• _DATA FOR REVIEW_:
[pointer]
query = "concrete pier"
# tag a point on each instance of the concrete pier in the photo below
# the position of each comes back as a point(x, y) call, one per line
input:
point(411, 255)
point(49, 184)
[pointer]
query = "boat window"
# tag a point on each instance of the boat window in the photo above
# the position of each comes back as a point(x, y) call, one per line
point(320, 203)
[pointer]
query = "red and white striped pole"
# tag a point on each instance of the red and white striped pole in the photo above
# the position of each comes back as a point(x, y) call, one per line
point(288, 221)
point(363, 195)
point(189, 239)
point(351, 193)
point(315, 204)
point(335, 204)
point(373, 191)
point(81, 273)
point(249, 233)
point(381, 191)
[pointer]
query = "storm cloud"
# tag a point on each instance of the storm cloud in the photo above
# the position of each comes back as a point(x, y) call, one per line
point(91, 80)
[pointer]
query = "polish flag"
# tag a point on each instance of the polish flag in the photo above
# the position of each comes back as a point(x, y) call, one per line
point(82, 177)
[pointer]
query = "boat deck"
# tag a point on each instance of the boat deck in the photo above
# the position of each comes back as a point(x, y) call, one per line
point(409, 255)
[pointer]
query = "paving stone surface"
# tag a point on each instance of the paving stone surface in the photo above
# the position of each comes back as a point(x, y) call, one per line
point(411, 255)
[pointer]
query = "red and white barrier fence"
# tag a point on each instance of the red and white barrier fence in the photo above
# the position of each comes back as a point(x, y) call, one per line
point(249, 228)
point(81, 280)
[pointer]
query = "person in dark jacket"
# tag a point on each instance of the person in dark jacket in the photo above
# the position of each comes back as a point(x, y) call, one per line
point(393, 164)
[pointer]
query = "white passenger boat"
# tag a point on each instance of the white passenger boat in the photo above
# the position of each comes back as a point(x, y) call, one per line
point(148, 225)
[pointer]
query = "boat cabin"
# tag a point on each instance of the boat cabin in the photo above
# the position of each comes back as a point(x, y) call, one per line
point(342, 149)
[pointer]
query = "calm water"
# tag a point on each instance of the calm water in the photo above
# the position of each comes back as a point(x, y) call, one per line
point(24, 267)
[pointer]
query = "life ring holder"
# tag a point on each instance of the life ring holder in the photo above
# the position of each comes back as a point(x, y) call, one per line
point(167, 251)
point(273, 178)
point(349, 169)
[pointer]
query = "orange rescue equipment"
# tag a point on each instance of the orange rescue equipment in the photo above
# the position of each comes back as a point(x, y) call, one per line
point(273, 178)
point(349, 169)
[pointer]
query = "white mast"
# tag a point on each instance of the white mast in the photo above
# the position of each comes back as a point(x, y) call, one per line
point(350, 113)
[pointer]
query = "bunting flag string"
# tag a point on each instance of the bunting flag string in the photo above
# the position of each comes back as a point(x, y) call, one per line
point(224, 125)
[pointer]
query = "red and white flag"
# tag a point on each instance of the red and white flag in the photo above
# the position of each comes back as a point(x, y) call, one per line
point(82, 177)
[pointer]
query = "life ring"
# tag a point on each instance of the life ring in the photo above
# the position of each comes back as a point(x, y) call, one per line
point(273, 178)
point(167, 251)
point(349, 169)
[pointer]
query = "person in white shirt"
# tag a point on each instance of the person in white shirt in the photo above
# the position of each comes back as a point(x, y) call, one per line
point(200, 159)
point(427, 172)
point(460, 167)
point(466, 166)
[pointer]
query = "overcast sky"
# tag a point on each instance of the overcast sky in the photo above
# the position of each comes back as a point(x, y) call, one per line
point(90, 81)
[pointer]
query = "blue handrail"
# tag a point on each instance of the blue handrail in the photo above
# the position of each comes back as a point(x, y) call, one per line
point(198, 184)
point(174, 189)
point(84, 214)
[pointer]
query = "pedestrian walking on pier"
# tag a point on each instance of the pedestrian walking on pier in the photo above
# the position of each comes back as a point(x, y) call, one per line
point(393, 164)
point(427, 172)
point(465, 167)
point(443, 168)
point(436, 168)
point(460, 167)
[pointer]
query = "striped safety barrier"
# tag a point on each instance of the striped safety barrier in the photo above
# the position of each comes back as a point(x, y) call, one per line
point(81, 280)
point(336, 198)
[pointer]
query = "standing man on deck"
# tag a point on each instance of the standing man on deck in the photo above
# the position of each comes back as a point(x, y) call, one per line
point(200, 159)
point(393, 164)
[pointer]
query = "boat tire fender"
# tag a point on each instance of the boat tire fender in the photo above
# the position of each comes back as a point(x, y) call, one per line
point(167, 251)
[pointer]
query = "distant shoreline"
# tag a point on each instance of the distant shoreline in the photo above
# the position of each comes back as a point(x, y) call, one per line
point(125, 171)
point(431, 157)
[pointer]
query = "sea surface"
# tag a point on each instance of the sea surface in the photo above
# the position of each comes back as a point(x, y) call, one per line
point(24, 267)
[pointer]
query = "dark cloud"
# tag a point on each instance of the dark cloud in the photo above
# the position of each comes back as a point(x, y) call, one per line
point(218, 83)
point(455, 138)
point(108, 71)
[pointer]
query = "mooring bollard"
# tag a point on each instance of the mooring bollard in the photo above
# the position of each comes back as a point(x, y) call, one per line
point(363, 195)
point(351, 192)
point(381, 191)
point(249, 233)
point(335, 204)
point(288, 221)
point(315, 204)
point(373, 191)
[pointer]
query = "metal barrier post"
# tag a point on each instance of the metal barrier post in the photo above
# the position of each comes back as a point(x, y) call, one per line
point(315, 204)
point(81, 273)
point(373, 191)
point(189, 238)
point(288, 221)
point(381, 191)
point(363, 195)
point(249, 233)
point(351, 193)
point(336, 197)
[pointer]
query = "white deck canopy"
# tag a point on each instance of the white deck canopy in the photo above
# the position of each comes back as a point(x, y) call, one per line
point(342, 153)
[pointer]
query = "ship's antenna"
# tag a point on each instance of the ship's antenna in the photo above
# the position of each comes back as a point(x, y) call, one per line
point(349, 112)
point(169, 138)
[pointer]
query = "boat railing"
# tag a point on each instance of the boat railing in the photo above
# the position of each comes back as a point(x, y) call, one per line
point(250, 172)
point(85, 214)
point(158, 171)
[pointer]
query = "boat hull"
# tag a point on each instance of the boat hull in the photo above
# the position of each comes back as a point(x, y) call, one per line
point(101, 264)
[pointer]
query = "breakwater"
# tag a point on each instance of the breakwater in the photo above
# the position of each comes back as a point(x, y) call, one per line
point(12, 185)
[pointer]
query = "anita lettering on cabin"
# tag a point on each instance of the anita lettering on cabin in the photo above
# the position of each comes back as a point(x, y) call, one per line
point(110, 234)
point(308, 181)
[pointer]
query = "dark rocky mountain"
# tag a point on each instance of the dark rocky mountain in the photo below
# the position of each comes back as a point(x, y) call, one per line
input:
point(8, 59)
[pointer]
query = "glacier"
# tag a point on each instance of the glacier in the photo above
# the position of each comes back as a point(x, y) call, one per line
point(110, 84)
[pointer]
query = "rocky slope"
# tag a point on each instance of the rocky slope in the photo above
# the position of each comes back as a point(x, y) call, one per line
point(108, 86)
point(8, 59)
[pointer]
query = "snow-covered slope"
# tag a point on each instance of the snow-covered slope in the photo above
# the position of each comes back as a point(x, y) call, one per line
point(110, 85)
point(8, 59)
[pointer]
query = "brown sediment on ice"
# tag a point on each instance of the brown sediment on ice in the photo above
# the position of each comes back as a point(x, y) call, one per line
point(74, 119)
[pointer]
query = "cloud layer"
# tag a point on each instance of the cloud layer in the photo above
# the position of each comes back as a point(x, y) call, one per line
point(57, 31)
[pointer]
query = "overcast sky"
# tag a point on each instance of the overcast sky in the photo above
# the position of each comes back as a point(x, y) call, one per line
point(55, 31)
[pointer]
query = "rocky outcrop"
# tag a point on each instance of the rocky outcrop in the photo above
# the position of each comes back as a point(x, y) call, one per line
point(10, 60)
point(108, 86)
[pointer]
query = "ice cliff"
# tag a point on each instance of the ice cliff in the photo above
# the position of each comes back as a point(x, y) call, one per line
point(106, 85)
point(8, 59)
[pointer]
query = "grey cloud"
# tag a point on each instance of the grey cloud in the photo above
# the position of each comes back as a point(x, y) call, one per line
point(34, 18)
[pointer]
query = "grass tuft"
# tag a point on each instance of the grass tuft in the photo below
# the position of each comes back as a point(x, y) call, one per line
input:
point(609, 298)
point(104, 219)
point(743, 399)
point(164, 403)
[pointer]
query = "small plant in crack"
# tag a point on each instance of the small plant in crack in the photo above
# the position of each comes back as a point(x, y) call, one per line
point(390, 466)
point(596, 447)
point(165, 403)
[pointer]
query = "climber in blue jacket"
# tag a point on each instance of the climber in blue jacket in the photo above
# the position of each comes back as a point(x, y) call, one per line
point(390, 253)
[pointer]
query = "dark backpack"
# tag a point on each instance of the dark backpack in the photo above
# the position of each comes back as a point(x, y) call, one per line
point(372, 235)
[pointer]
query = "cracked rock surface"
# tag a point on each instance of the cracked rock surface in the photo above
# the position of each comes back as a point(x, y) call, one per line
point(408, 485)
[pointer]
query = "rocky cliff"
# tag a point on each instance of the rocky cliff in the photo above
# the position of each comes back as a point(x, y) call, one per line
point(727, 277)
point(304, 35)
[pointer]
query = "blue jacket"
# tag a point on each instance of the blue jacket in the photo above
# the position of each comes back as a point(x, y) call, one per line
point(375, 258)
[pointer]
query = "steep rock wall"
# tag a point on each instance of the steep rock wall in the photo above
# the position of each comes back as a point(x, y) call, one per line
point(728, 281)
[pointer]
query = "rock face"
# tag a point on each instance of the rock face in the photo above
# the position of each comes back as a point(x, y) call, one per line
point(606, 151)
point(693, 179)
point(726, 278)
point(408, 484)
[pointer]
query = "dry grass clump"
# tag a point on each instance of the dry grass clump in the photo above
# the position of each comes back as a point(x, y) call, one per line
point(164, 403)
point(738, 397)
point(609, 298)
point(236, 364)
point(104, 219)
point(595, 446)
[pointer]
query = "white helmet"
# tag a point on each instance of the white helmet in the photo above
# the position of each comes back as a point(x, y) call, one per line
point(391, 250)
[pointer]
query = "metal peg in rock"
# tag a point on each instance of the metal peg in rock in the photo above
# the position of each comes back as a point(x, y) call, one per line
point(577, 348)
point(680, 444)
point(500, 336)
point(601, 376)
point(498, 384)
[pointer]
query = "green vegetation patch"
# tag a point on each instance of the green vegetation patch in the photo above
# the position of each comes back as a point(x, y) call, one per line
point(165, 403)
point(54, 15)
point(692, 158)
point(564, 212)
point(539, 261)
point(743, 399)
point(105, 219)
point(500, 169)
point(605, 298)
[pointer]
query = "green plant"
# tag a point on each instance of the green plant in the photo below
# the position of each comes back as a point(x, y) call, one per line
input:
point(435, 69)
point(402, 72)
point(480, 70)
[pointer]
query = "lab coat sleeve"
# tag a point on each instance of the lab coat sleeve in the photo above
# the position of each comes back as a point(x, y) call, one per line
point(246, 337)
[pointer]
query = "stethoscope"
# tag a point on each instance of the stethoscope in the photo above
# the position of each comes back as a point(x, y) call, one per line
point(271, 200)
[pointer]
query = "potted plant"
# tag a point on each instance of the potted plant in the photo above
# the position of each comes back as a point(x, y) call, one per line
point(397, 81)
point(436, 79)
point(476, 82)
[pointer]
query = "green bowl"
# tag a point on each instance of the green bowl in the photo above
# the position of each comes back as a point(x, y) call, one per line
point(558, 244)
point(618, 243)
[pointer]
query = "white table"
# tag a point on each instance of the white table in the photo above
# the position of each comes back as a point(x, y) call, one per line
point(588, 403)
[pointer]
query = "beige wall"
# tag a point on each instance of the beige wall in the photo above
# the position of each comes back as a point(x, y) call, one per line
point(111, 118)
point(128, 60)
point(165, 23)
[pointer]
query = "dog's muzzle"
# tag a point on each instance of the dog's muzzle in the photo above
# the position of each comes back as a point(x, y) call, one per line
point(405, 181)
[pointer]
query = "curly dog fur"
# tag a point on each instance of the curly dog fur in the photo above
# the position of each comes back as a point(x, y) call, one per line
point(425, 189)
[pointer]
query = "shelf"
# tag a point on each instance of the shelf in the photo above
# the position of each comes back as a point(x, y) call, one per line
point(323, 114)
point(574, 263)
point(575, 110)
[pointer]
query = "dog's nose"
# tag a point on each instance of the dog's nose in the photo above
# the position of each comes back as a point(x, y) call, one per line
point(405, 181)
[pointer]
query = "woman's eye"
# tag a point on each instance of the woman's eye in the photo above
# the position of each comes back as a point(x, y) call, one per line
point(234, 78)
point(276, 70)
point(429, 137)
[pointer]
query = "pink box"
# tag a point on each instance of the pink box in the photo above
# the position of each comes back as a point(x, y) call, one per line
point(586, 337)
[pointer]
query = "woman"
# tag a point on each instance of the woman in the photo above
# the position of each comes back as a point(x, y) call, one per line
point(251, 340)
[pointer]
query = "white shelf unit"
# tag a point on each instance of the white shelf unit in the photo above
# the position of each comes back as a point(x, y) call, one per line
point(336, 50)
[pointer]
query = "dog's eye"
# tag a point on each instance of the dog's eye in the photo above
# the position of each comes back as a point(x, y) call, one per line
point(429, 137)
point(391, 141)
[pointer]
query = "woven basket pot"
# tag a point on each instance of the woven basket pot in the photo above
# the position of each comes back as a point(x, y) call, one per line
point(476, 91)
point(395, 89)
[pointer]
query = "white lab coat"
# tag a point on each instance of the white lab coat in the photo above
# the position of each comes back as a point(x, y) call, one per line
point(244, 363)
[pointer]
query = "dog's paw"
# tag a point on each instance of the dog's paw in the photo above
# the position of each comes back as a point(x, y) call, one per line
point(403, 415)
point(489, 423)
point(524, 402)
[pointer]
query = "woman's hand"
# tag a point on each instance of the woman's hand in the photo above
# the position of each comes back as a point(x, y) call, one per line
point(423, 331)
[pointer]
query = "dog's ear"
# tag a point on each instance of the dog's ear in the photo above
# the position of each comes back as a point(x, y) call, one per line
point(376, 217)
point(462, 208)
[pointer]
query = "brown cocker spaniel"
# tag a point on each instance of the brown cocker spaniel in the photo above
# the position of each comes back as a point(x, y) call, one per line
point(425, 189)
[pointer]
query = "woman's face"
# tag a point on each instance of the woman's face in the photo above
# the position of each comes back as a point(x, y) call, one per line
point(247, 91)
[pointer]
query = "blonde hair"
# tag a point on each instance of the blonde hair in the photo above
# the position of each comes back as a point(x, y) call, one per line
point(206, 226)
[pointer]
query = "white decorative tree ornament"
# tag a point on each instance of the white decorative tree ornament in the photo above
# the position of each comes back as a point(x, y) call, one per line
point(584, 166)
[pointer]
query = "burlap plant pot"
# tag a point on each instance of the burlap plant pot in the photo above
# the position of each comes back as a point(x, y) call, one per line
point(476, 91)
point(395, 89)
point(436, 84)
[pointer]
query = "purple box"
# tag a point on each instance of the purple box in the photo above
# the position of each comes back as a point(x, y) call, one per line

• _WHAT THE TASK ASKS_: Filter the entries down to the lines that include the string "outcrop".

• _PROBLEM SOLUTION_:
query = "rocky outcrop"
# tag a point on each instance of the rocky outcrop in the photo above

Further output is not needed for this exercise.